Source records
- - -

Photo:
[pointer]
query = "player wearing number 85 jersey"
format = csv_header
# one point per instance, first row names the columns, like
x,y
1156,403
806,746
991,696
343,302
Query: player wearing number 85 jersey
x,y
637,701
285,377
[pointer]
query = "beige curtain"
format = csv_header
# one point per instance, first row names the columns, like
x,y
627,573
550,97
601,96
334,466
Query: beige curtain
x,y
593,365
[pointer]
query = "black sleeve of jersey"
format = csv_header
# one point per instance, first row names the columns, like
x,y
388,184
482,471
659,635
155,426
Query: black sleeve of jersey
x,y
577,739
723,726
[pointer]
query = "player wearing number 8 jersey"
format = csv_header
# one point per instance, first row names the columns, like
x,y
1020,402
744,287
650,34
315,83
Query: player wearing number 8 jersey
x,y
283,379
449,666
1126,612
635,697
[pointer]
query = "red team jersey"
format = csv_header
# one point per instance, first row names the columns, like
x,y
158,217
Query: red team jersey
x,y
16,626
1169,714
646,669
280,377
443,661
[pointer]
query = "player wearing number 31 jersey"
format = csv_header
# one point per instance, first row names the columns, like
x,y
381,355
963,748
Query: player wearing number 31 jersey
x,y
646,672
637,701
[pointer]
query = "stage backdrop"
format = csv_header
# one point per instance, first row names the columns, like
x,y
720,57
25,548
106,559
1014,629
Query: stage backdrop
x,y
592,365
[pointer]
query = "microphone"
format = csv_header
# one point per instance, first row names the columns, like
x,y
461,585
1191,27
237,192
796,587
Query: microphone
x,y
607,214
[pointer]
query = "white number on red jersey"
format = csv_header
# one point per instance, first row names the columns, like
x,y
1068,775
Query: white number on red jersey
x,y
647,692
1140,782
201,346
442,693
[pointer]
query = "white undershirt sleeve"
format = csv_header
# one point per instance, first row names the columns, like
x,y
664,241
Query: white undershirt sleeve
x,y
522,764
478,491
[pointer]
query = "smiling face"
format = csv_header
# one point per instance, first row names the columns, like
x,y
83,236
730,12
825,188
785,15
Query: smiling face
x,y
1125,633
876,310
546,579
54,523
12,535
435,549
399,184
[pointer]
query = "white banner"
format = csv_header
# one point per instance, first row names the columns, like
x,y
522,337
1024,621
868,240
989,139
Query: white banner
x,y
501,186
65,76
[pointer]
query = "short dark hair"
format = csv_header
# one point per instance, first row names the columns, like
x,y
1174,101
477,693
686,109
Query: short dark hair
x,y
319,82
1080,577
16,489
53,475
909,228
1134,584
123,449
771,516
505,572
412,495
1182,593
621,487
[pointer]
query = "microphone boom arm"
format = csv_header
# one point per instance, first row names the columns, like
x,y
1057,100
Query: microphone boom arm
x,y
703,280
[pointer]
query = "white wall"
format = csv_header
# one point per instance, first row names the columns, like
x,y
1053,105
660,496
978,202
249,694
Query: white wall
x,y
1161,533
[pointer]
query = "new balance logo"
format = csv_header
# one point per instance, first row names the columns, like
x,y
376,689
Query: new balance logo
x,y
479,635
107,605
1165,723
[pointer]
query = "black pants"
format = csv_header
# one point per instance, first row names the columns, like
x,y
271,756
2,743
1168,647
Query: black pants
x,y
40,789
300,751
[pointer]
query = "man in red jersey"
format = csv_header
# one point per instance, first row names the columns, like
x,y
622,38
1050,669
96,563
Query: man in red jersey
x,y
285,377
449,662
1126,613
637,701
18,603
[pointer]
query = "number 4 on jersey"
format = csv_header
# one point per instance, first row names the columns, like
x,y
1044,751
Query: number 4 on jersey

- - -

What the exercise asks:
Every record above must be duplicated exactly.

Task result:
Photo:
[pointer]
query = "player wearing number 85 jersey"
format = csv_header
# one point per instance, first row names the columns, like
x,y
1156,403
806,746
991,696
343,302
Query: player wearing number 85 jersey
x,y
637,701
285,377
[pointer]
query = "beige curtain"
format = csv_header
# one point per instance, first row names the columns, like
x,y
627,573
550,97
601,96
334,466
Query: beige curtain
x,y
593,365
[pointer]
query = "black sleeve of jersey"
format = csv_header
# one point per instance, first row names the columns, like
x,y
388,184
482,471
659,635
155,426
Query: black sleeve of jersey
x,y
577,739
723,726
[pointer]
query = "player wearing number 8 jersey"
format = csv_header
# one point per instance, first row names the columns, like
x,y
1020,402
744,287
650,34
315,83
Query: player wearing number 8 jersey
x,y
283,379
449,666
1126,612
635,697
[pointer]
query = "red team jersey"
format = csv_header
# one point per instance, first row names the columns, like
x,y
158,217
Query: red team jersey
x,y
16,626
1169,714
646,669
280,377
443,661
[pointer]
query = "player wearing number 31 jersey"
format = csv_header
# one point per instance, first row names the columns, like
x,y
381,355
963,748
Query: player wearing number 31 jersey
x,y
646,672
637,701
[pointer]
query = "stage backdrop"
format = csv_header
# one point per instance, first row names the columns, like
x,y
720,57
25,548
106,559
1014,629
Query: stage backdrop
x,y
592,365
[pointer]
query = "microphone"
format = csv_header
# one point per instance, first row names the columns, like
x,y
461,585
1191,27
237,192
796,587
Query: microphone
x,y
607,214
[pointer]
query = "white number on red jersey"
format = csv_header
# one point per instance, first row names the columns, like
x,y
1068,775
Query: white number on red jersey
x,y
647,692
1140,782
201,346
442,693
[pointer]
query = "white undershirt sleeve"
format = csv_header
# one point per instance, first row names the columns, like
x,y
664,241
Query: white undershirt sleeve
x,y
522,764
478,491
[pointer]
query = "smiling face"
format = csv_header
# one point per instance, first row names the columns, like
x,y
83,236
730,12
825,188
785,15
Query: smiling face
x,y
1125,633
876,310
546,579
54,523
12,535
435,549
399,184
[pointer]
query = "white banner"
format = csv_header
# one point per instance, first row names the columns, like
x,y
522,337
1024,621
868,240
989,139
Query: white banner
x,y
501,186
65,76
[pointer]
query = "short dark hair"
format = csv_header
# one point per instance, first row names the columns, like
x,y
1174,101
477,693
686,109
Query: short dark hair
x,y
319,82
1080,577
16,489
53,475
909,228
1134,584
123,449
771,516
505,572
412,495
1182,593
621,487
[pointer]
query = "microphone boom arm"
format = csv_header
# one point per instance, first row names the columns, like
x,y
1057,100
Query: microphone boom arm
x,y
703,280
[pointer]
query = "white wall"
format = csv_header
# one point per instance, first row names the columns, like
x,y
1053,105
660,496
978,202
249,694
Query: white wall
x,y
1161,533
[pointer]
query = "new balance logo"
format = csv_header
# one point per instance, first row names the columns, like
x,y
376,689
Query: new balance logo
x,y
479,635
107,605
1165,723
[pointer]
query = "black pants"
format = csv_header
# one point per instance, first row names the columns, like
x,y
271,756
2,743
1168,647
Query: black pants
x,y
40,789
300,751
[pointer]
query = "man in red jersey"
format = csv_header
# one point per instance, first row names the columns, like
x,y
622,38
1050,669
96,563
Query: man in red jersey
x,y
285,377
449,662
1126,613
637,701
18,603
[pointer]
query = "number 4 on jersey"
format = csv_header
# one point per instance, first row names the columns, like
x,y
1044,751
Query: number 4 on jersey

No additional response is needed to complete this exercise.